EXERCISE AIM. The number of lines holding "building" is all you should give; count them in the records below.

Source records
***
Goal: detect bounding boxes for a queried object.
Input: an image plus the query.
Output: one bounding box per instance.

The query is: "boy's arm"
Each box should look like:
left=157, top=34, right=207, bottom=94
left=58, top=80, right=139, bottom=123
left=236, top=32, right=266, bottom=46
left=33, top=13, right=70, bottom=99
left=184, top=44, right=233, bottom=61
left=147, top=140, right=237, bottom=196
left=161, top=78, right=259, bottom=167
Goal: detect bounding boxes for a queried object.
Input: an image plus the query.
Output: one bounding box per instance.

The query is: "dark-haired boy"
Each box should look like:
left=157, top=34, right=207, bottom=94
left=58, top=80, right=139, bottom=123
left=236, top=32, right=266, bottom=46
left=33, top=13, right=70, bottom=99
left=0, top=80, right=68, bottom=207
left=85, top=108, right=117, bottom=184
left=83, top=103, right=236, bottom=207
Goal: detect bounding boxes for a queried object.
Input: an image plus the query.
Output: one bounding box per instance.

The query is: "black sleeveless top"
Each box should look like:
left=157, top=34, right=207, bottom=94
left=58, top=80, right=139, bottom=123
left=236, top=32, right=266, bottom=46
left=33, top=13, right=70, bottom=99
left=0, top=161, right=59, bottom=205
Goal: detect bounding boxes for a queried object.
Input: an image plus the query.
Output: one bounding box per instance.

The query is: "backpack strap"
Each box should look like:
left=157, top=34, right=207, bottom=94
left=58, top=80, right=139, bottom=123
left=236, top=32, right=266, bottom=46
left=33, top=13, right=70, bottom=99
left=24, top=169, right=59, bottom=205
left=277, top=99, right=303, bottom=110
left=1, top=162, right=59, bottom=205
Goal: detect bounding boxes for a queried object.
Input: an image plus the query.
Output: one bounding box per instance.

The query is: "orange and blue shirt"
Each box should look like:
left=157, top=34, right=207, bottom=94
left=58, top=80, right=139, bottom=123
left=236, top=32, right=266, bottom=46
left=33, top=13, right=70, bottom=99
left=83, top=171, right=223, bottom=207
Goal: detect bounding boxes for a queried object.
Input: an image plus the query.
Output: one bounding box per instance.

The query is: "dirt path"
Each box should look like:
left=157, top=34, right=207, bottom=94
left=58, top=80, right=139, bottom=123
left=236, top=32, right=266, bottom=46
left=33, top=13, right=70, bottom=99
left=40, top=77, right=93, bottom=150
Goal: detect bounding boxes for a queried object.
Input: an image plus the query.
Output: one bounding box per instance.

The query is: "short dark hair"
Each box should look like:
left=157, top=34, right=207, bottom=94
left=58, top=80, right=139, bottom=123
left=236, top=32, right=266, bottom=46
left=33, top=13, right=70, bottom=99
***
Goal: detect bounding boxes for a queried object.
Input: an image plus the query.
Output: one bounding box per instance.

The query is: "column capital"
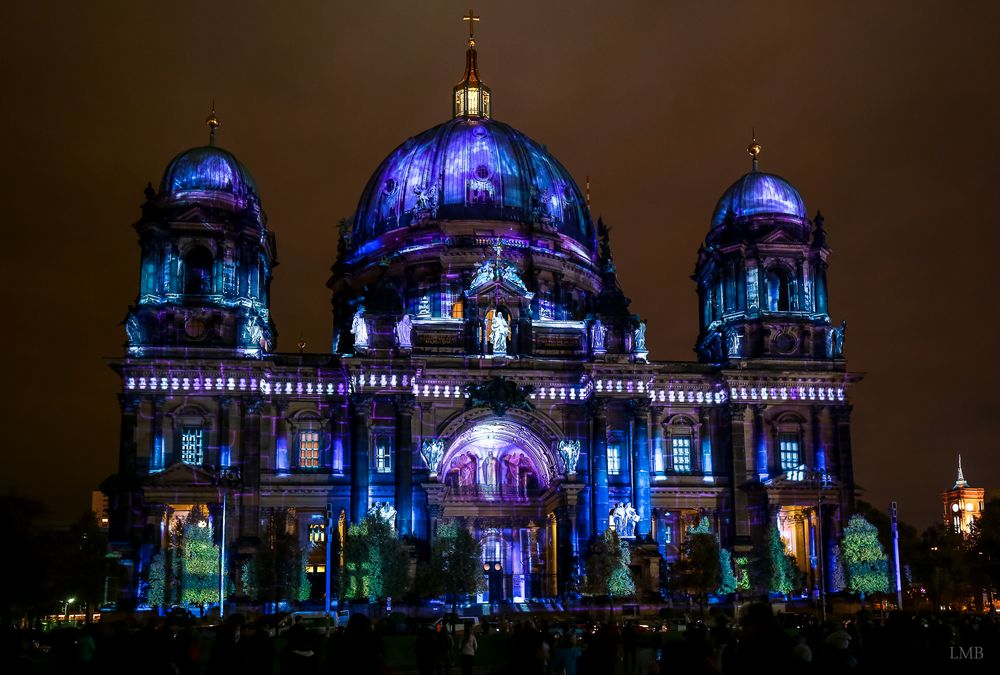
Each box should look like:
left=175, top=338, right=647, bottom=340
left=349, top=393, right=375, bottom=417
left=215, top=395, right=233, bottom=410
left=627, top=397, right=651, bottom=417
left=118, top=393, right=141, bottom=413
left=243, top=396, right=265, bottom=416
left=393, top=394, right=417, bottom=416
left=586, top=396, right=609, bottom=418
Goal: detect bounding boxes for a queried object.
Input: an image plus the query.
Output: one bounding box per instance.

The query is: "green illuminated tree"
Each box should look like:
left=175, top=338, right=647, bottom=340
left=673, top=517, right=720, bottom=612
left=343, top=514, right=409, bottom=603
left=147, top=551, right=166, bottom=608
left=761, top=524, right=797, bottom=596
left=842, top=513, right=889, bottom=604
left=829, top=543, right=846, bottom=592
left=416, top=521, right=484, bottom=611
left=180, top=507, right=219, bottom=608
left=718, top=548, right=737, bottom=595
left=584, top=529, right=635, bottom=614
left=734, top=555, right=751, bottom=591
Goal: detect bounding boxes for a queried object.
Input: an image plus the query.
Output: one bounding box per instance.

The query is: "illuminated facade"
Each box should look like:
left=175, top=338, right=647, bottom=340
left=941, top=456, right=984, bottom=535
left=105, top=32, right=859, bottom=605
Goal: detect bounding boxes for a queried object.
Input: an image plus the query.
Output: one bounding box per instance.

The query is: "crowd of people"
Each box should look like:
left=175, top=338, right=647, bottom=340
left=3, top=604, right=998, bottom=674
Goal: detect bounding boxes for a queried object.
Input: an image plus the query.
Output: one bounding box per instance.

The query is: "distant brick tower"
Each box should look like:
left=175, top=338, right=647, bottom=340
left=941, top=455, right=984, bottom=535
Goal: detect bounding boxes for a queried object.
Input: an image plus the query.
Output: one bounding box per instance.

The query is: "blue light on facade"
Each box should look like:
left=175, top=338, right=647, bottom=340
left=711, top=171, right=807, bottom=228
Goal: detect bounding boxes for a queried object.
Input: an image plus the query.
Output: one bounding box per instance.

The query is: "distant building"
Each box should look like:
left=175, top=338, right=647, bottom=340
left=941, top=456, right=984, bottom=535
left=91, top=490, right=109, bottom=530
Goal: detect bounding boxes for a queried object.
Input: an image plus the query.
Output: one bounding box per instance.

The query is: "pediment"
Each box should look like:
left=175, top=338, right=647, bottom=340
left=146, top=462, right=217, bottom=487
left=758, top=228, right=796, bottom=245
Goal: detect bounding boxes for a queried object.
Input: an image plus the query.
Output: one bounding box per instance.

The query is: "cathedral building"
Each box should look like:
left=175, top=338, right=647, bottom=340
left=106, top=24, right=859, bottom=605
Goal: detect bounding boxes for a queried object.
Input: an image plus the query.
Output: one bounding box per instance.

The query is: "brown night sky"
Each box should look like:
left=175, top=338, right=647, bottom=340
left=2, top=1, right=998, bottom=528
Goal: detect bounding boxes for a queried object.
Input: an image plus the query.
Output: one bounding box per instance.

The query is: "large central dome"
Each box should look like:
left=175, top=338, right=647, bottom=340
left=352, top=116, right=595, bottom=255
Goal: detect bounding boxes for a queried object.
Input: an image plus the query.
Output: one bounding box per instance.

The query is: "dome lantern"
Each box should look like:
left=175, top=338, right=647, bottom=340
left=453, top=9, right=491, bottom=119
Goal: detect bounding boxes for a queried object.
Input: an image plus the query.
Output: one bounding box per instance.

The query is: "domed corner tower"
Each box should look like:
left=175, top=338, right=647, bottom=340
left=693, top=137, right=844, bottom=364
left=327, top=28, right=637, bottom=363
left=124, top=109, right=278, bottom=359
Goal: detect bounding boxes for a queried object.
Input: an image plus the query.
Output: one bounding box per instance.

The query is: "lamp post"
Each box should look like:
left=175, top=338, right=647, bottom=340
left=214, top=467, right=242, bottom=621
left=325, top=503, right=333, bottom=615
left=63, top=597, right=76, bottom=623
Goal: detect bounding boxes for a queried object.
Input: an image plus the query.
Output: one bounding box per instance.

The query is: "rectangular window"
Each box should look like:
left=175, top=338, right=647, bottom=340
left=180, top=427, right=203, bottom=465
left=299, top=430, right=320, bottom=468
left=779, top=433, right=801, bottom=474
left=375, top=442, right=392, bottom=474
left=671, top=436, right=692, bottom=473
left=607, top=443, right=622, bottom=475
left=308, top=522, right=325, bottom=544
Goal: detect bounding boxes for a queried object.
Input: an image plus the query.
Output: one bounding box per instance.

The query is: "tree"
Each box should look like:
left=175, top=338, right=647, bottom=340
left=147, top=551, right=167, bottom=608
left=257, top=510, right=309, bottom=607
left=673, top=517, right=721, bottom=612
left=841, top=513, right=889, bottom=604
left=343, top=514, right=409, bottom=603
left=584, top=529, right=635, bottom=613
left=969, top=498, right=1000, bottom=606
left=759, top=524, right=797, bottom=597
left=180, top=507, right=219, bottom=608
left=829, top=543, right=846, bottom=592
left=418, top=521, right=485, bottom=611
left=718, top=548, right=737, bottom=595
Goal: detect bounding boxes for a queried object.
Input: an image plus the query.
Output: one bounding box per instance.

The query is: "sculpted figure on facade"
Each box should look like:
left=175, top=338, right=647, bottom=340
***
TASK SOLUTION. 2